»»

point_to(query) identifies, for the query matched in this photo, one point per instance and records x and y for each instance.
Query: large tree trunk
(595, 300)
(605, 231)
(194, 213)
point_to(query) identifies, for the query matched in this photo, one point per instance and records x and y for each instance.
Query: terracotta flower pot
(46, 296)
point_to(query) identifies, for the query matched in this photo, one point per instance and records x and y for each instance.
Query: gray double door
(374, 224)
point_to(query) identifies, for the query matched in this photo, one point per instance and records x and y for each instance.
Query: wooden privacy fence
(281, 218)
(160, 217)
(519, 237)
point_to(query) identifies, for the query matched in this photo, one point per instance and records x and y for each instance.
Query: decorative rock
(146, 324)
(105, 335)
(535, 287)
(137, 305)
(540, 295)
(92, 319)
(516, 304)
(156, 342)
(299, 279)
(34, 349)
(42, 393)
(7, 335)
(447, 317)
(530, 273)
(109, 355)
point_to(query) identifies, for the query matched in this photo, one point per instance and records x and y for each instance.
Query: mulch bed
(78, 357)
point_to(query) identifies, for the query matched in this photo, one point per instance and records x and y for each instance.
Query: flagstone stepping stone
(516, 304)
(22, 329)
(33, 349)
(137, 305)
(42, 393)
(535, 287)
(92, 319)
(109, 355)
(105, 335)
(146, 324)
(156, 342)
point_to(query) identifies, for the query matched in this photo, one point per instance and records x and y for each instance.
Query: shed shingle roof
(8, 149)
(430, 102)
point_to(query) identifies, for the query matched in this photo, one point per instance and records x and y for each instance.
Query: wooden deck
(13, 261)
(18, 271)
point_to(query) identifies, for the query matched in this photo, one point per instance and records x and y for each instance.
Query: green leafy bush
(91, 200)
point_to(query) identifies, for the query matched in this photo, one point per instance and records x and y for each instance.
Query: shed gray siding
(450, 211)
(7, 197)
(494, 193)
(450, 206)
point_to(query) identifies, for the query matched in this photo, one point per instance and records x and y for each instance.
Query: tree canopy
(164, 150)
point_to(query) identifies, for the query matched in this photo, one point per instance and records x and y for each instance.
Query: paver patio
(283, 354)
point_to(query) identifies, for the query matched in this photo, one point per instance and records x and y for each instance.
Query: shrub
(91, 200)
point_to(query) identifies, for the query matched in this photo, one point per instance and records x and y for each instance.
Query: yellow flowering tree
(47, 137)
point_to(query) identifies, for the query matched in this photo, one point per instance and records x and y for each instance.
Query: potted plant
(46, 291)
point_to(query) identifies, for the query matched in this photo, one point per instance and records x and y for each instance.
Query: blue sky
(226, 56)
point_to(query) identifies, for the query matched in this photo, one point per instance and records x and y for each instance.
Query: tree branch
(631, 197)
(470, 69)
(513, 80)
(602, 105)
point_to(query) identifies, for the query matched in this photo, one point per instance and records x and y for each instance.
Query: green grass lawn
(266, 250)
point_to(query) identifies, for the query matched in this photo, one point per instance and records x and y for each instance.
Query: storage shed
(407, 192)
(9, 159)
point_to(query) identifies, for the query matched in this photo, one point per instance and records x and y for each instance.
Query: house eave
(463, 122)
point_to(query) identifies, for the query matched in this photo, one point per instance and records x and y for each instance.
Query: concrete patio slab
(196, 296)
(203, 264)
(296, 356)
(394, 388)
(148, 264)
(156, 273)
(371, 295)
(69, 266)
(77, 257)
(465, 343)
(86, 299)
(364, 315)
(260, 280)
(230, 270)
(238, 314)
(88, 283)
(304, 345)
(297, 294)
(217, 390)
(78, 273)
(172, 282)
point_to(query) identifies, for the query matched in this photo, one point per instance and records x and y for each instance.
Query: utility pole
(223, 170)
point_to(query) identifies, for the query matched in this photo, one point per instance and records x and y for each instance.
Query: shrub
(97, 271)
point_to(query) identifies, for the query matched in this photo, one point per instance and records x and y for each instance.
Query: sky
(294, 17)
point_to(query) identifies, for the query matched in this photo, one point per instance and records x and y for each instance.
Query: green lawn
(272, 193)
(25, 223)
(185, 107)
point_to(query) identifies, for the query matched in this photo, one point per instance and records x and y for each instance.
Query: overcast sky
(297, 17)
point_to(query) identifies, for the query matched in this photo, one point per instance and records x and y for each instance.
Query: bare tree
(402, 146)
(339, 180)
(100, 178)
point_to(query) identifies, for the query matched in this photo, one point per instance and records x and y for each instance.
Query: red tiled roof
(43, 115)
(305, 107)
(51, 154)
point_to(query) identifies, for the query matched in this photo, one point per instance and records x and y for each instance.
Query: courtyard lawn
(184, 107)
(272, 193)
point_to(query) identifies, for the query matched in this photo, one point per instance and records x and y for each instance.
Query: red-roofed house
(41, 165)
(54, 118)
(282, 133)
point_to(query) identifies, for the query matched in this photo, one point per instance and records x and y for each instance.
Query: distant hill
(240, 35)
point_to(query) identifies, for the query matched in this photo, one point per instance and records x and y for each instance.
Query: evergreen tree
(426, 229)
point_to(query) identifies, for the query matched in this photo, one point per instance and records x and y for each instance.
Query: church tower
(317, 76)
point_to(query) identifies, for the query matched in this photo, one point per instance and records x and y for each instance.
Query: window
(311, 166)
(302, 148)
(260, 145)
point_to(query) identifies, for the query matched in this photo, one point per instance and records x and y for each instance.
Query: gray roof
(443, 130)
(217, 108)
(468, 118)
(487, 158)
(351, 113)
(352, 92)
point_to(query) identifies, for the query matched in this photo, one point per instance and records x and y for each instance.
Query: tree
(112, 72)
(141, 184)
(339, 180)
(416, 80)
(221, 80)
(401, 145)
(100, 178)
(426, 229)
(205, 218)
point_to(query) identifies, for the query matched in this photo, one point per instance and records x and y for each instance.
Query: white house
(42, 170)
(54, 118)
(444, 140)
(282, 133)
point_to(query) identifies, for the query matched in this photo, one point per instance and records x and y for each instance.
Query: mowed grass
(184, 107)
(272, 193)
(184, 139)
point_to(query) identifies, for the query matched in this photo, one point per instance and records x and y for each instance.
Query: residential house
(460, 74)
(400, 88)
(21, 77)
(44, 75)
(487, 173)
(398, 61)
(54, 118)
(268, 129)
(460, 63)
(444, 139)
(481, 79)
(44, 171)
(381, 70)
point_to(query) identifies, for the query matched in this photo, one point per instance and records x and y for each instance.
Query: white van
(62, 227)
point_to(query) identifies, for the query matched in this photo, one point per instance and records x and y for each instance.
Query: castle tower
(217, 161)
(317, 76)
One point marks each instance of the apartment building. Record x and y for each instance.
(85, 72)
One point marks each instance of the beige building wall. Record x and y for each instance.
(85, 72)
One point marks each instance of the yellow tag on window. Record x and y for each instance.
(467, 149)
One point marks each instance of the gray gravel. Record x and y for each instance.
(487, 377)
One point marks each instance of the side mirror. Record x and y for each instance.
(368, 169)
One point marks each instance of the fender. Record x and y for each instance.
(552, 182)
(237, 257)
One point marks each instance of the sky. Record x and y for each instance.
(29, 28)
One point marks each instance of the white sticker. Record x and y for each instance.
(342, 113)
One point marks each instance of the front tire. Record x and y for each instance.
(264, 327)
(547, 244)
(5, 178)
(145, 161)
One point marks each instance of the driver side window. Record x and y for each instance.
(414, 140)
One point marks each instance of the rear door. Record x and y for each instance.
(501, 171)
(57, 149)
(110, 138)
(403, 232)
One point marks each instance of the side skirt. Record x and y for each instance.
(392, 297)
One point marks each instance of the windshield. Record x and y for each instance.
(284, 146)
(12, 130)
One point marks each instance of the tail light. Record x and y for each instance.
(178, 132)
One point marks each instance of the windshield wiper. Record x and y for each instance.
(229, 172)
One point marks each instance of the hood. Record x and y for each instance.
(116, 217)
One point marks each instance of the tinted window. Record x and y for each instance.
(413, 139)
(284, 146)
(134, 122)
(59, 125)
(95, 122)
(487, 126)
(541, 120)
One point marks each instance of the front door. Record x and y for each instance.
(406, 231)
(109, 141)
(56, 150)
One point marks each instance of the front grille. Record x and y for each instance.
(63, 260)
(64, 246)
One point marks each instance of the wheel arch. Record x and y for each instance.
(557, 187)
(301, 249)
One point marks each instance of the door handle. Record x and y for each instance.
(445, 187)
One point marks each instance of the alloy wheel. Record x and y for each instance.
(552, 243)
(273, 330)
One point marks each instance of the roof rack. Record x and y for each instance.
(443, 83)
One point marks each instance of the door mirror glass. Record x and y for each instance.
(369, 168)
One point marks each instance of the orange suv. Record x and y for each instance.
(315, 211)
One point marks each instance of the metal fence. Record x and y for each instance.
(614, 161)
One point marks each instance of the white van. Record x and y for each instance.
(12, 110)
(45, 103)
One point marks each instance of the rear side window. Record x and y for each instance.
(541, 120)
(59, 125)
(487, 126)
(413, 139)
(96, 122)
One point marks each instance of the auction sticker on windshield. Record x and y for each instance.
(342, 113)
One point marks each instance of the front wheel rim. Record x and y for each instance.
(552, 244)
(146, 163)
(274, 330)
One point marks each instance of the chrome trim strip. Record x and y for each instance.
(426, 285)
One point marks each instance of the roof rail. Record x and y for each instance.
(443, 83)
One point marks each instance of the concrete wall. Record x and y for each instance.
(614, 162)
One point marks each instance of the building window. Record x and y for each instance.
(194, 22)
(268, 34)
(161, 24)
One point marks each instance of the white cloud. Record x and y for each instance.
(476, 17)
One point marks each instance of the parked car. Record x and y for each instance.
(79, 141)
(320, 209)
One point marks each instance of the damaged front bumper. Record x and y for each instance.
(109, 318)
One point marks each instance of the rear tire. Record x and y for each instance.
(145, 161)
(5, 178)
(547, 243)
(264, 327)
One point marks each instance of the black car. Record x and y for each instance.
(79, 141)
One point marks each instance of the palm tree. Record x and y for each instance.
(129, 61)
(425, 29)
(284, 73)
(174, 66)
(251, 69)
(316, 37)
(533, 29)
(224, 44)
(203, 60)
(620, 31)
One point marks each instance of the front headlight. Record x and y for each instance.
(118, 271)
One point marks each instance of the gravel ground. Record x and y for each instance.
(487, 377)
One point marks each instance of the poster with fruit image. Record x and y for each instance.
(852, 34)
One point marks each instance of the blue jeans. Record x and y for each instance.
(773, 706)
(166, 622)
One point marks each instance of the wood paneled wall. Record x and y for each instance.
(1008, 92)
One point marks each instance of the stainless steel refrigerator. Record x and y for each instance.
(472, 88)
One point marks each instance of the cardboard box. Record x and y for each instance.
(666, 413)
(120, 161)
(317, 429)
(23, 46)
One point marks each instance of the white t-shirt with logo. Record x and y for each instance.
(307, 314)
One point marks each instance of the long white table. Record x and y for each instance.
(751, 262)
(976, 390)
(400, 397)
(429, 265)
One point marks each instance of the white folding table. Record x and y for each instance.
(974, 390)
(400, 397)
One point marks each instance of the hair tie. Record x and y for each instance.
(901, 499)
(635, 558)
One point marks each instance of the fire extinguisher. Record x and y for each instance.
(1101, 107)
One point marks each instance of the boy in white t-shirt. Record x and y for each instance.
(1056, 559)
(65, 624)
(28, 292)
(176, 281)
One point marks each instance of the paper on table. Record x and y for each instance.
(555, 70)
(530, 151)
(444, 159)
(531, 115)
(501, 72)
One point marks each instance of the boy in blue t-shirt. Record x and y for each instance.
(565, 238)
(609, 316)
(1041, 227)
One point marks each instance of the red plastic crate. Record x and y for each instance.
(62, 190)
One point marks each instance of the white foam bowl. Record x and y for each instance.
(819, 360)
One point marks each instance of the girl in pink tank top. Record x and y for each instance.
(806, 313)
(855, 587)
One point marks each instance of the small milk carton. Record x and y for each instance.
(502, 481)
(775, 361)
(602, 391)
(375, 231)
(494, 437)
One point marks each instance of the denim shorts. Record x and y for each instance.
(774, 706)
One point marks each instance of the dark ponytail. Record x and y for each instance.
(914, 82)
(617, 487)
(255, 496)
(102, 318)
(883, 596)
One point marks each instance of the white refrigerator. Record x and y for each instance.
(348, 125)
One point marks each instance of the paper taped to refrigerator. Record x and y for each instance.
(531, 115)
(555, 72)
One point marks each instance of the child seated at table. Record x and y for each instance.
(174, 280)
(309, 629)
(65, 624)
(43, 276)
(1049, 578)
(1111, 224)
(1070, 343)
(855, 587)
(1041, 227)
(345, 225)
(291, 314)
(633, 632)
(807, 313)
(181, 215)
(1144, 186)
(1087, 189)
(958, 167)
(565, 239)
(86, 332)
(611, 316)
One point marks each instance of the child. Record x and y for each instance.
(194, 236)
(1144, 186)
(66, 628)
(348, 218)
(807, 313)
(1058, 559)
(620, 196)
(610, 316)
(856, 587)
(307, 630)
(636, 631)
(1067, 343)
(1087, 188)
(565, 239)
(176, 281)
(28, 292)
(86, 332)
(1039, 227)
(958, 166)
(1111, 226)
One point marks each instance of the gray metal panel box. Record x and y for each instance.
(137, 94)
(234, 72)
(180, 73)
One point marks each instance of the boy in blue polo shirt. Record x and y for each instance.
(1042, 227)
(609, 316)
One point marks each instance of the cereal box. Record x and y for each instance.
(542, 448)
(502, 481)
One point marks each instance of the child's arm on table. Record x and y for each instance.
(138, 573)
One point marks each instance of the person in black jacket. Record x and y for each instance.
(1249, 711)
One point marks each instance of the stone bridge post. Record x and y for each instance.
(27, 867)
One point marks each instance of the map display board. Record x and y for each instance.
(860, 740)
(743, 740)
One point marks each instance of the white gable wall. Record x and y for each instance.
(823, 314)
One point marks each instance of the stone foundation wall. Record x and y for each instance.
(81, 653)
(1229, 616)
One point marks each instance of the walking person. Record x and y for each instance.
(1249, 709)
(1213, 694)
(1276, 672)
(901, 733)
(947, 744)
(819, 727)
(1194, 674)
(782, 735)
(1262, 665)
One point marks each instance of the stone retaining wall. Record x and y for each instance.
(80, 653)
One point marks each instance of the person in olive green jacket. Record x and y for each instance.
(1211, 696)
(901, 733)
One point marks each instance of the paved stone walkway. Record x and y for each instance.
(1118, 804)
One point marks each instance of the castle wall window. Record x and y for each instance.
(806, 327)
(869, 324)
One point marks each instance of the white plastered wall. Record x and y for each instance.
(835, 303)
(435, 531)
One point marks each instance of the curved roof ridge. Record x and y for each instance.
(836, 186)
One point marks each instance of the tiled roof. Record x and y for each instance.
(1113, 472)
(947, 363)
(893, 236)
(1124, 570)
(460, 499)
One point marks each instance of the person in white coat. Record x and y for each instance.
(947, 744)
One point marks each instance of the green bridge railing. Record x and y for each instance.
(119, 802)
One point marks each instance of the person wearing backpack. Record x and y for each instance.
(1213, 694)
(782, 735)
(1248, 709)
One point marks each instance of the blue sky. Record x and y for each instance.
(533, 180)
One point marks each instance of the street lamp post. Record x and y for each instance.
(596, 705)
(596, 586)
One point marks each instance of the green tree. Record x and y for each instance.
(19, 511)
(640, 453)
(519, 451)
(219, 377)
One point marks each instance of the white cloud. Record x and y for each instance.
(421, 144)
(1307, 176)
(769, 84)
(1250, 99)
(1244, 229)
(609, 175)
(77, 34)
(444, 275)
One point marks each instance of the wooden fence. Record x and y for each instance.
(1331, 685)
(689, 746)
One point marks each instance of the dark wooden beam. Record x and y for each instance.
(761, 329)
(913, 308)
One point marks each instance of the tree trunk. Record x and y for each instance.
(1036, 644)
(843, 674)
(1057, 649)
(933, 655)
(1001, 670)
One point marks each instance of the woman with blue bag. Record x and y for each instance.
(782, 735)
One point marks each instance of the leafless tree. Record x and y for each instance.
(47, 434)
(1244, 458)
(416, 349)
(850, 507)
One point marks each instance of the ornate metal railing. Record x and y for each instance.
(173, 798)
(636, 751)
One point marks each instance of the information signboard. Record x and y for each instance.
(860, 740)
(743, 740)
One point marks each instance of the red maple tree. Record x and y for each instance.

««

• Task prompt:
Reproduce exactly the final stretch of the listing, starting at the line that contains "One point marks each instance of the ornate" and ending with the last line.

• Result for this exercise:
One point marks each instance of the ornate metal railing. Record x and y for each instance.
(173, 798)
(636, 751)
One point marks each instance of the information signboard. Record x and y for each instance.
(860, 740)
(743, 740)
One point marks each instance of the red maple tree. Record x and y for each instance.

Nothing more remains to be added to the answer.